▸ **BRIEF**: Copy out each row below that contains the word "microphone", treating uppercase and lowercase letters as distinct.
::: RECORDS SUPPLIED
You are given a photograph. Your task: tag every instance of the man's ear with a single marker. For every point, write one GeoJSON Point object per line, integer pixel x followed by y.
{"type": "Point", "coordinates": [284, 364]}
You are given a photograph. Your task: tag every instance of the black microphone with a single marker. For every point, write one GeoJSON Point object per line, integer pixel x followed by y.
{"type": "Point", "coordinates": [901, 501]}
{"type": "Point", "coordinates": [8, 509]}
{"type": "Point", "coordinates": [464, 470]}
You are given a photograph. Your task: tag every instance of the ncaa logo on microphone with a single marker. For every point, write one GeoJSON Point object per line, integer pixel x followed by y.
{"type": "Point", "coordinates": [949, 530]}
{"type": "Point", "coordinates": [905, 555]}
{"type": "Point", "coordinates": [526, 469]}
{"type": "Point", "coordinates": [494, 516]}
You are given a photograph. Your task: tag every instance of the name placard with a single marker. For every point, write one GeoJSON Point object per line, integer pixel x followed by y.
::::::
::: RECORDS SUPPLIED
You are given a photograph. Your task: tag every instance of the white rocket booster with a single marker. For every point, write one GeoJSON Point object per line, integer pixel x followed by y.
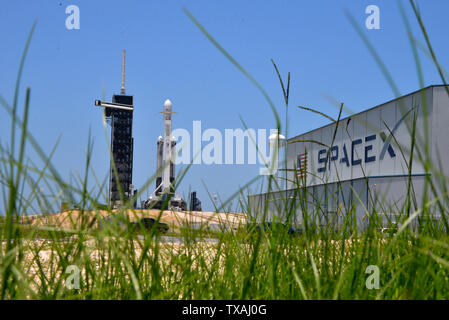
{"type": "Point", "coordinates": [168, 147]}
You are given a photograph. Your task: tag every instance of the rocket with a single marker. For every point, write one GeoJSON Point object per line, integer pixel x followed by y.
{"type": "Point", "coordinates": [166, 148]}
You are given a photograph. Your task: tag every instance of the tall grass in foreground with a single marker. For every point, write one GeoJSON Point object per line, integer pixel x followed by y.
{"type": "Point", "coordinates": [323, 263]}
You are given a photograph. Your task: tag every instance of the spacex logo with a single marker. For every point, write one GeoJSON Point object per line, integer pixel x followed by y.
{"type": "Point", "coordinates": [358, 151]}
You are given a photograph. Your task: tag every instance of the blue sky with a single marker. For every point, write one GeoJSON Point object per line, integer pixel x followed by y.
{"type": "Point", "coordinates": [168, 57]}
::::::
::: RECORDS SUPPLIED
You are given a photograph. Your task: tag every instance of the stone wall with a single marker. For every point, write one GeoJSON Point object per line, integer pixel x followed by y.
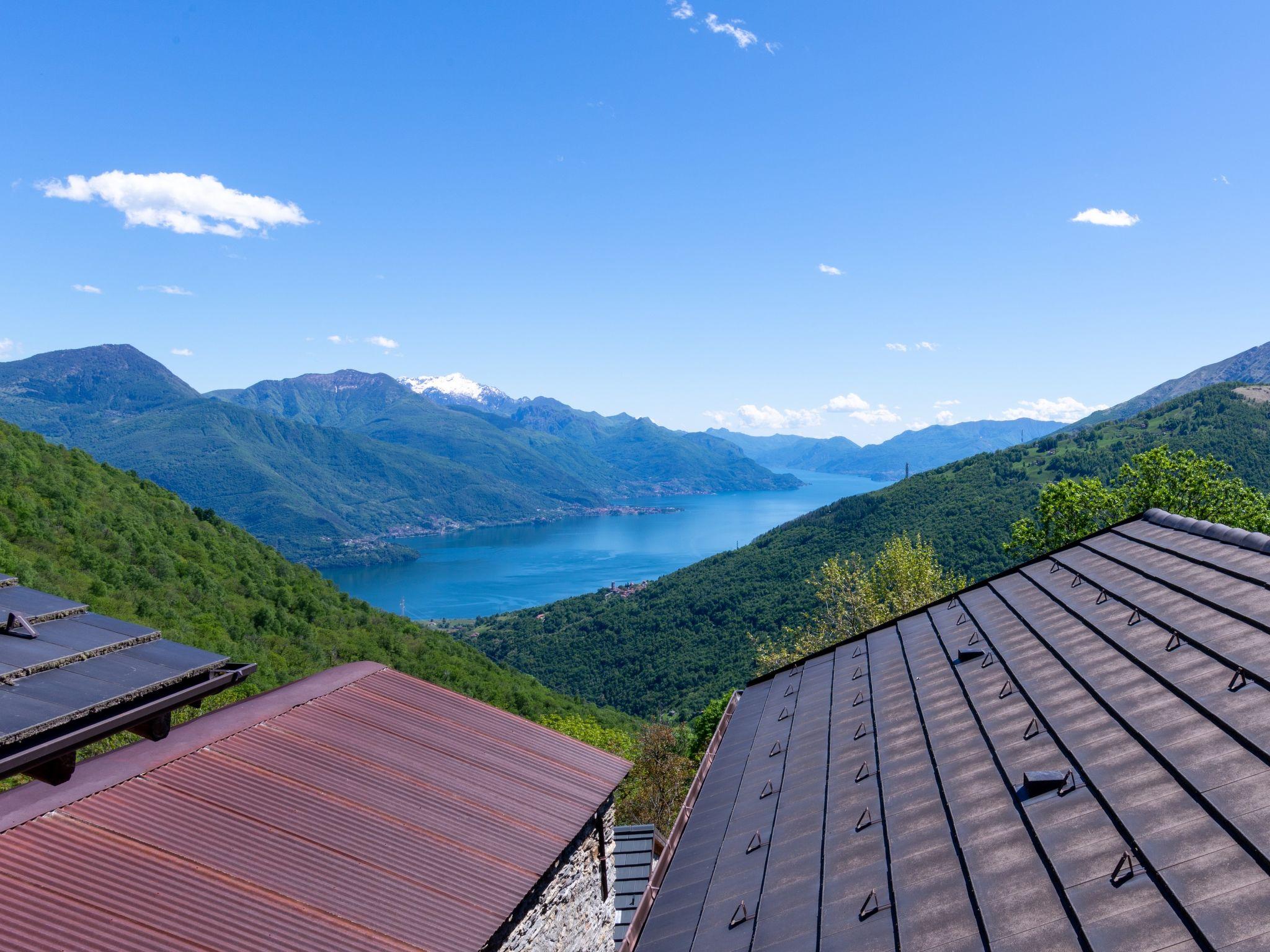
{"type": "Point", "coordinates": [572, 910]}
::::::
▸ **THE RESULT**:
You are given a photograph. Your task: tag every instance of the black microphone with a single marker. For every point, write one GeoJSON Point object per line, integer pixel x followed by y.
You are given a photograph. Your task: tag every instance of the ncaa logo on microphone with a single marker. For every point, write one GeoJSON Point object per line, integer pixel x followed by y.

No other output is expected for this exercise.